* **Extracted records**:
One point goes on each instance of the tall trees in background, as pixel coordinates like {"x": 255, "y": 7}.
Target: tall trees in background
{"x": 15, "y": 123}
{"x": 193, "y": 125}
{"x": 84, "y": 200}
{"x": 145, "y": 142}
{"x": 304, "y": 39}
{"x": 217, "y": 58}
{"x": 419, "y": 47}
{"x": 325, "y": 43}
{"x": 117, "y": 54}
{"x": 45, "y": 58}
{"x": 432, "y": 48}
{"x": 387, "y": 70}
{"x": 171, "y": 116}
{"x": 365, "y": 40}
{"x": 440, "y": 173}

* **What needs to be done**:
Write the data as a two-column CSV with the header columns "request" and "answer", giving one row per request. Put each request's text and its answer in a single quoted field, with line breaks replaced by spaces.

* **Exercise result**:
request,answer
"One point goes on each instance of the tall trees in background, as pixel coordinates like {""x"": 255, ""y"": 7}. Target: tall trees in background","{""x"": 15, ""y"": 123} {""x"": 193, ""y"": 125} {""x"": 84, ""y"": 200} {""x"": 145, ""y"": 142} {""x"": 304, ""y"": 39} {""x"": 217, ""y"": 58} {""x"": 419, ""y"": 47} {""x"": 325, ""y"": 43} {""x"": 117, ""y"": 54} {""x"": 45, ""y"": 58} {""x"": 432, ""y"": 48} {""x"": 387, ""y"": 70} {""x"": 171, ""y"": 116} {""x"": 365, ""y"": 40} {""x"": 440, ""y"": 173}"